**Objective 1**: Using the O'Hare noise piece below, decide whether each statement agrees with it: (a) Pollak holds undergraduate and law degrees from Harvard; (b) Pollak spoke at the Park Ridge Library on a Wednesday night; (c) Pollak said that lawsuits were likely to succeed. Answer each with yes or no and quote the words of the piece that decide it.
**Objective 2**: Reproduce part of the O'Hare noise piece below, substituting "bargain for" for "negotiate". Begin at the words "Pollak’s message?  Try" and stop after "over Park Ridge.".

— start of Selection —

Politics, Lawsuits, No Answer To O’Hare Noise


If you happen to be one of those simplistic local partisan Republicans (we’re leaving you simplistic local partisan Democrats alone today) who thinks that replacing our current representative in Congress will magically make our O’Hare problem better, you were probably a bit disappointed by what you heard from her Republican challenger last Wednesday night at the Park Ridge Library.

Joel Pollak seems like a bright, earnest and pleasant fellow.  He’s got whatever cachet comes from undergrad and law degrees from Harvard.  He may yet give Jan Schakowsky a run for her money.  But when it came time for the rubber to meet the road on O’Hare, he didn’t have any more horespower under the hood than the incumbent.

Pollak’s message?  Try to get a seat “at the table” and see what we can negotiate, because lawsuits don’t have a likelihood of success and chances aren’t good that the airlines will observe any City Council-declared “no fly” zone over Park Ridge.

Unless City Hall starts deploying Stinger surface-to-air missiles to those embattled residents in the Belle Plaine corridor.

Even the double handful of local Dems salted throughout the audience waiting to pounce on any Pollak flub had little to squawk about.  Pollak noted the pre-emptive role of the FAA (a/k/a, the “Feds”), which is the 800-pound gorilla on whom Richie Daley relies to keep ‘em flying at O’Hare and pumping more cash into Chicago’s coffers that have been depleted by decades of his administration’s mismanagement, cronyism, and outright crookedness.

— end of Selection —
— start of Extracted material —

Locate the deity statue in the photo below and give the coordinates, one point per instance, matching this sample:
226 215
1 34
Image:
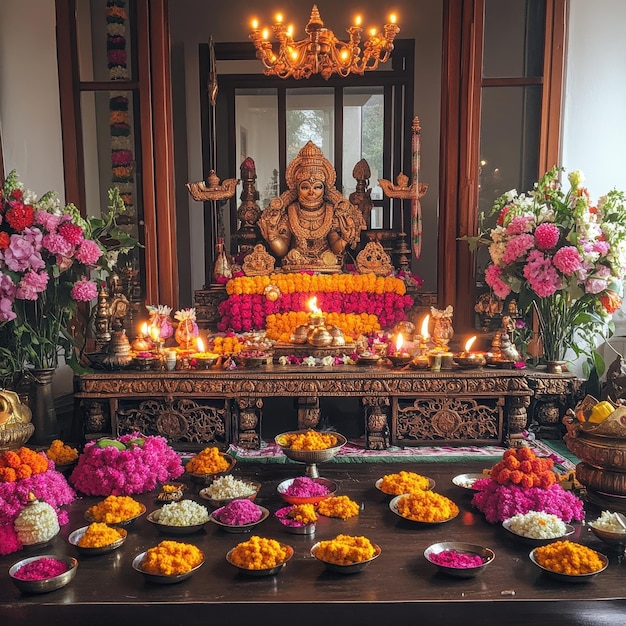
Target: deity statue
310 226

— end of Extracted material —
— start of Extracted material —

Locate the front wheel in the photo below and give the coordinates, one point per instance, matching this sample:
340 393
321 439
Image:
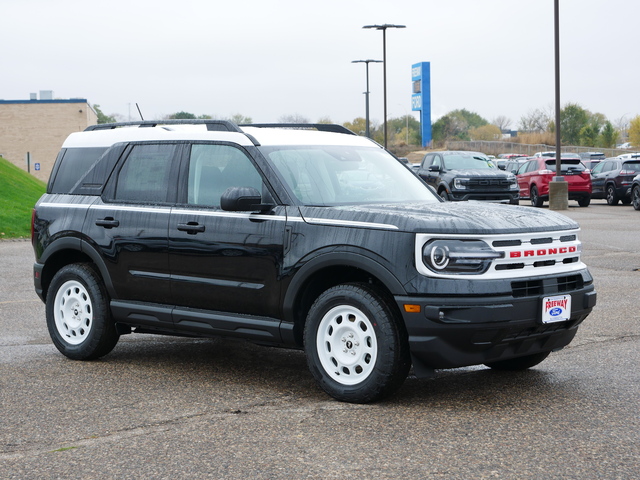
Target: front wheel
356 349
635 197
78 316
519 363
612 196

— end of Extracted material —

**Final answer 1**:
(a) Yes: "He’s got whatever cachet comes from undergrad and law degrees from Harvard."
(b) Yes: "last Wednesday night at the Park Ridge Library"
(c) No: "lawsuits don’t have a likelihood of success"

**Final answer 2**:
Pollak’s message?  Try to get a seat “at the table” and see what we can bargain for, because lawsuits don’t have a likelihood of success and chances aren’t good that the airlines will observe any City Council-declared “no fly” zone over Park Ridge.